**Problem requirements:** Edit the rows starting at the beginning and ending at the line that contains "(0, 40), (500, 280)", replacing "low-lying mist" with "ground fog" and keeping everything else unchanged. Leave the pictures out of the answer.

+ + +

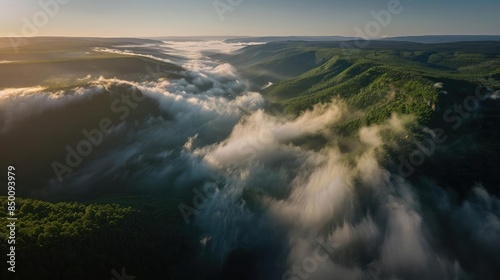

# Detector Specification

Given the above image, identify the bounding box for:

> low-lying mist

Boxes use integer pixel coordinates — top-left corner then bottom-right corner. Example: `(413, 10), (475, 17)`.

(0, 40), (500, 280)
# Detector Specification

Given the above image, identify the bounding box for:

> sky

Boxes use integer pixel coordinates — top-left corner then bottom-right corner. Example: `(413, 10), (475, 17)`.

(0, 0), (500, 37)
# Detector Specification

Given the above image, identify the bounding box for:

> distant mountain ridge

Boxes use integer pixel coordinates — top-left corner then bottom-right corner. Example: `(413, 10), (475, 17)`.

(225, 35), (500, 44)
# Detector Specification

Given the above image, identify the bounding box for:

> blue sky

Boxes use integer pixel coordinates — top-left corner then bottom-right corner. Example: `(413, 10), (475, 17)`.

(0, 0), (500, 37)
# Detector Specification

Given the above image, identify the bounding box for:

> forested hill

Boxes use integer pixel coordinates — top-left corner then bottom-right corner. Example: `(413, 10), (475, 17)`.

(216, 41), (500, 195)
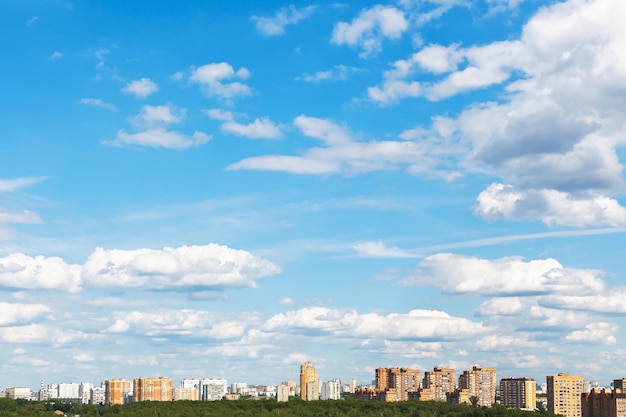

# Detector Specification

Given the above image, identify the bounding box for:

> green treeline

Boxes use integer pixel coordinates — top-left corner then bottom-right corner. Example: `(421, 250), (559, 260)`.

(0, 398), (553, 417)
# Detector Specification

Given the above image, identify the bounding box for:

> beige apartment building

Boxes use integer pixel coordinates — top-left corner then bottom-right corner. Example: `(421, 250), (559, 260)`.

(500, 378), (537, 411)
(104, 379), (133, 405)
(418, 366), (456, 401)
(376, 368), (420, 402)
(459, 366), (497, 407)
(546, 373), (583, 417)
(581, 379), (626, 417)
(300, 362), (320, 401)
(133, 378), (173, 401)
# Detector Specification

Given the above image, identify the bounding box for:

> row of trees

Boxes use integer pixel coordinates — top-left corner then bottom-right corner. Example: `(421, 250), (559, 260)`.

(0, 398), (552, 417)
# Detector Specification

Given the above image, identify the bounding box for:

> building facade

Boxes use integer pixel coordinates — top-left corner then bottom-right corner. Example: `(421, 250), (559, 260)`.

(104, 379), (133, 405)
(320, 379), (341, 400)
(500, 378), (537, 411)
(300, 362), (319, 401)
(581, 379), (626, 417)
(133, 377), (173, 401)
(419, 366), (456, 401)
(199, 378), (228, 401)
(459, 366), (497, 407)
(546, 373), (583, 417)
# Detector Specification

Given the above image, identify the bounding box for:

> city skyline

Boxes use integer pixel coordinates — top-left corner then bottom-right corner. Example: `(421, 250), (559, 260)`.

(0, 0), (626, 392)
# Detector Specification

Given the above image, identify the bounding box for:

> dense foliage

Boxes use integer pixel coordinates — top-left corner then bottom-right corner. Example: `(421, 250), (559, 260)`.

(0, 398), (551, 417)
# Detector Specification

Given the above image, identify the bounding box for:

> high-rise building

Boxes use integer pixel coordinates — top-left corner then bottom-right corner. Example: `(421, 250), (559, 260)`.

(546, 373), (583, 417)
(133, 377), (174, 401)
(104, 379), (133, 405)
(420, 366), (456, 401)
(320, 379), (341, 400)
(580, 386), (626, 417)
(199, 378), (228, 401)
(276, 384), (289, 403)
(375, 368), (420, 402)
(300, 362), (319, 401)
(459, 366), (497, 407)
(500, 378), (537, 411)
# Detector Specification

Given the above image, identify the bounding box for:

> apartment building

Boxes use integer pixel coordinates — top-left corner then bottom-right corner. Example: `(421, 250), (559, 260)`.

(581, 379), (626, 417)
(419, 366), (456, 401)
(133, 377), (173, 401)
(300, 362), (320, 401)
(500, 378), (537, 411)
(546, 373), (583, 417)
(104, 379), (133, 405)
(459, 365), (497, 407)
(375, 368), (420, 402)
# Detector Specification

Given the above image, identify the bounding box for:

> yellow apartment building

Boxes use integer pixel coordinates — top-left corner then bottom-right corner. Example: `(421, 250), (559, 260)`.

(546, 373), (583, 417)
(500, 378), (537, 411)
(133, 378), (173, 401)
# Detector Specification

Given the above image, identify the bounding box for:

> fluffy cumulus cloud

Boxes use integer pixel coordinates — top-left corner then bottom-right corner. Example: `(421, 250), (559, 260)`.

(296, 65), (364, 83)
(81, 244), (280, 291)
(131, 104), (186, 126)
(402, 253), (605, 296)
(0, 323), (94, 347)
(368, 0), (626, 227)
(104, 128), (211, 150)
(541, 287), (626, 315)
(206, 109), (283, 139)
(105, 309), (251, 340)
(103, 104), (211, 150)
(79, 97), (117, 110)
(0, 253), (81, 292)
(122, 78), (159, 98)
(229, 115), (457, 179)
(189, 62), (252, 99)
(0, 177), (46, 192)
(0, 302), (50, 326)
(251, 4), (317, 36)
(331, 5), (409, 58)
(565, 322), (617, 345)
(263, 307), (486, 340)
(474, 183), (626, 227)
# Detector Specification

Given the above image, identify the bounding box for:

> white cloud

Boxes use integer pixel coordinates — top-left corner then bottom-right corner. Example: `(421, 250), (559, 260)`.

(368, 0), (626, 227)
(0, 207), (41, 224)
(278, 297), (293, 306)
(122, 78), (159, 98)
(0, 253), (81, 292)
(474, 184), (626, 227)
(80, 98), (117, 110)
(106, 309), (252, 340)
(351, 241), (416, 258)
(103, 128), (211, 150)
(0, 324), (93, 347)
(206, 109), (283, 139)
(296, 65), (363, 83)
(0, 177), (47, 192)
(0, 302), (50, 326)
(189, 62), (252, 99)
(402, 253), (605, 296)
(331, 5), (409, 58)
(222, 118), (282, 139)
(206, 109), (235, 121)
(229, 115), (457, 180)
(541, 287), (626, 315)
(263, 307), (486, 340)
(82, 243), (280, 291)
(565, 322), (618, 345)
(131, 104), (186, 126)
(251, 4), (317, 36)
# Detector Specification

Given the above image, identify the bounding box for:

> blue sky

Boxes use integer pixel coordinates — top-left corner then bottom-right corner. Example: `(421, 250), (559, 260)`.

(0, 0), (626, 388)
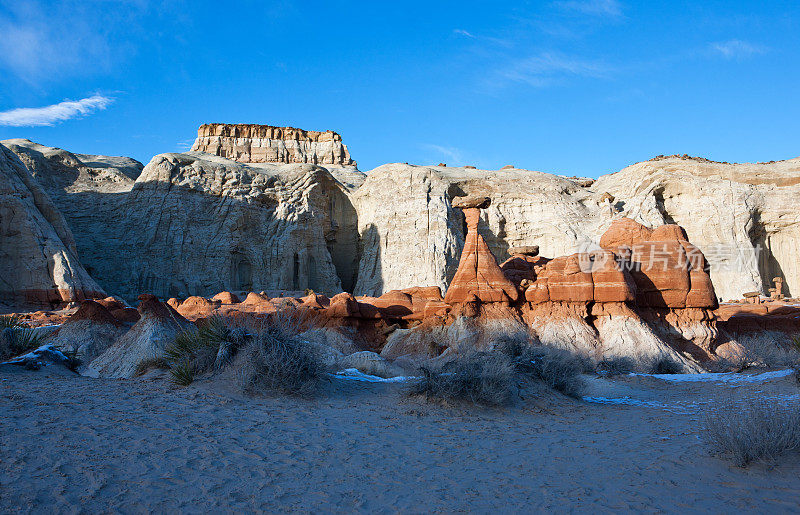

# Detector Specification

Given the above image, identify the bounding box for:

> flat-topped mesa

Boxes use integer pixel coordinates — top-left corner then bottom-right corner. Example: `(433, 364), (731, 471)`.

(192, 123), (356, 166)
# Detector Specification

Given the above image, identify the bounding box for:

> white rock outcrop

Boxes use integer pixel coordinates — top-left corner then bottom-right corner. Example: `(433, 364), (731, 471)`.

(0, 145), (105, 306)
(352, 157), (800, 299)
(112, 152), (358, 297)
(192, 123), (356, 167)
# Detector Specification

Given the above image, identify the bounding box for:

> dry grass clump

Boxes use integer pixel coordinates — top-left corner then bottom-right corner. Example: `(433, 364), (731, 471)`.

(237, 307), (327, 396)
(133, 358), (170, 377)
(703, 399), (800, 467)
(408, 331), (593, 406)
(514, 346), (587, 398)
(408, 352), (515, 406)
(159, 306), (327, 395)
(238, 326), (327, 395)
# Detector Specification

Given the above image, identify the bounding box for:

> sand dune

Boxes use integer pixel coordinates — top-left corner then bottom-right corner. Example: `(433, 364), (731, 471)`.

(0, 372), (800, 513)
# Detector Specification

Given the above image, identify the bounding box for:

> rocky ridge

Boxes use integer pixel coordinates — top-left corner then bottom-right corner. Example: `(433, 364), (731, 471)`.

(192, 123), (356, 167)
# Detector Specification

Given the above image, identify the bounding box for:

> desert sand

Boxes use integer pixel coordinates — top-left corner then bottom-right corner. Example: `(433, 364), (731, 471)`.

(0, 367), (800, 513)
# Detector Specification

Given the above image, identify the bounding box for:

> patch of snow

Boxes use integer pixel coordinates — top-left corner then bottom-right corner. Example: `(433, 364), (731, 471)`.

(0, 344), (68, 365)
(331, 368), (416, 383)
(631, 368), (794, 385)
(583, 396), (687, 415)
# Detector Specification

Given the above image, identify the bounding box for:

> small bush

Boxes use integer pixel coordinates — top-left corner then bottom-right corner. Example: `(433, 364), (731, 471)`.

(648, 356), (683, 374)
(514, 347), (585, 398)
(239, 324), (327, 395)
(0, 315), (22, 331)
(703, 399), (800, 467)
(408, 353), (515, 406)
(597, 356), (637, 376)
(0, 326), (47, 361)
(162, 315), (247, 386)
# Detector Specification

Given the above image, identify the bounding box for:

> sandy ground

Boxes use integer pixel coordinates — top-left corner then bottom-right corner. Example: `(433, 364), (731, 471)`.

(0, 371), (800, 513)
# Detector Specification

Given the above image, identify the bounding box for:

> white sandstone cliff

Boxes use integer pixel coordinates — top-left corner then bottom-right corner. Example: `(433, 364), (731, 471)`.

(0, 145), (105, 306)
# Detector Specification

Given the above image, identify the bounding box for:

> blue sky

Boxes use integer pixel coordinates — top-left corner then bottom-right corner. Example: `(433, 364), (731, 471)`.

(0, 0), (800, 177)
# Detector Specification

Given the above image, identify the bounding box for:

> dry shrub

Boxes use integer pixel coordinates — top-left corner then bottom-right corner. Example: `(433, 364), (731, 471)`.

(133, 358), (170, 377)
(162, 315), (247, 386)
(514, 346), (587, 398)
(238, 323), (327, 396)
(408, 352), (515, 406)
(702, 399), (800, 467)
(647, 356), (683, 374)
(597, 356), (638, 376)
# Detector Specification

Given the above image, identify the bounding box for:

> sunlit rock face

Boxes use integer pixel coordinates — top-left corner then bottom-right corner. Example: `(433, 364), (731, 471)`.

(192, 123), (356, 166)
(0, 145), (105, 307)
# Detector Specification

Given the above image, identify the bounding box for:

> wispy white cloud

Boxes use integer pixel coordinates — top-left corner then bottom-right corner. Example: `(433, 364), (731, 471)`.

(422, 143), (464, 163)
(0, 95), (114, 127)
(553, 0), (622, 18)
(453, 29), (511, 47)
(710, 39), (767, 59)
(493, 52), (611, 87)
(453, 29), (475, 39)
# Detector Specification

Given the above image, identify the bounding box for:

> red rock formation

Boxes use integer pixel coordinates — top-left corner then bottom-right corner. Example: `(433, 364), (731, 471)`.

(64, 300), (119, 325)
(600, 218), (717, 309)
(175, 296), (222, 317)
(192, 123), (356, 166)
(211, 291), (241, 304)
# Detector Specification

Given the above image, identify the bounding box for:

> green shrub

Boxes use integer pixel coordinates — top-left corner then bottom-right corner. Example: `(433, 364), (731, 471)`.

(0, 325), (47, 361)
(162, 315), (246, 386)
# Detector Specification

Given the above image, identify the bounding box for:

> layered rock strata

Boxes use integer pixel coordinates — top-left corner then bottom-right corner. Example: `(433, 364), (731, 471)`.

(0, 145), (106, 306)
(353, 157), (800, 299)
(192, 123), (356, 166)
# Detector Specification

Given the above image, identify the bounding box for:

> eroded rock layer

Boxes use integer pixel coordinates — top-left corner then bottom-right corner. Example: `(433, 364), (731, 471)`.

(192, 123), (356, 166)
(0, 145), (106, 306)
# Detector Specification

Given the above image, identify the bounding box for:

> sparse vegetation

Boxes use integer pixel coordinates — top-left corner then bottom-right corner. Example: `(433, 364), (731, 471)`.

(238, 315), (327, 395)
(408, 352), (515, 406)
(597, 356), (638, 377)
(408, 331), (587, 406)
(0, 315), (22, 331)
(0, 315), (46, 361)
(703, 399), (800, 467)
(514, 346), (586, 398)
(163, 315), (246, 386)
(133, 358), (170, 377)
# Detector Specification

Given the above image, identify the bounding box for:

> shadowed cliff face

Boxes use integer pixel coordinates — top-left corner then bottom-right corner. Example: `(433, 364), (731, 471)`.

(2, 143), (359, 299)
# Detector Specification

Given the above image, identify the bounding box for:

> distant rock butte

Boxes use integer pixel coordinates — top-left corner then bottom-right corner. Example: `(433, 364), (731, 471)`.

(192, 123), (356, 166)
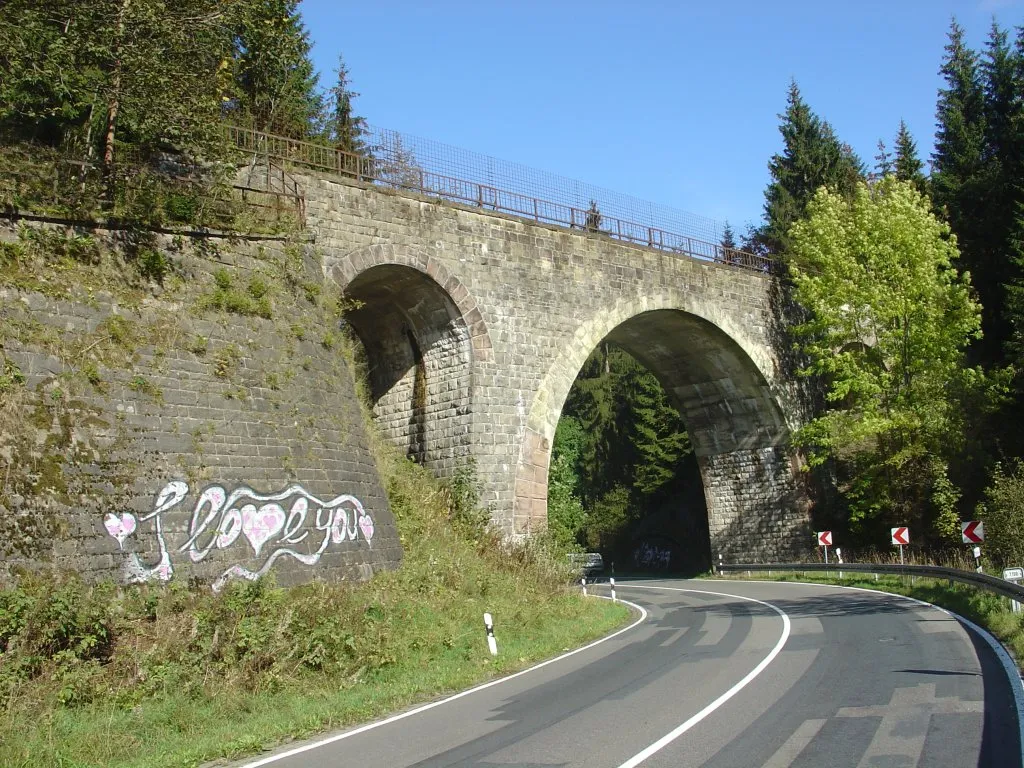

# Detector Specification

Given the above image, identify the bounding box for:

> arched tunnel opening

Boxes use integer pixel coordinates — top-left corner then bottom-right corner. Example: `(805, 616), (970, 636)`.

+ + +

**Correct response:**
# Detector Specification

Given the above image, identify the bounding box for:

> ground fog

Boxes use integer pixel coordinates — top-left corner then bottom-right corner. Example: `(413, 10), (475, 17)`.

(0, 40), (500, 280)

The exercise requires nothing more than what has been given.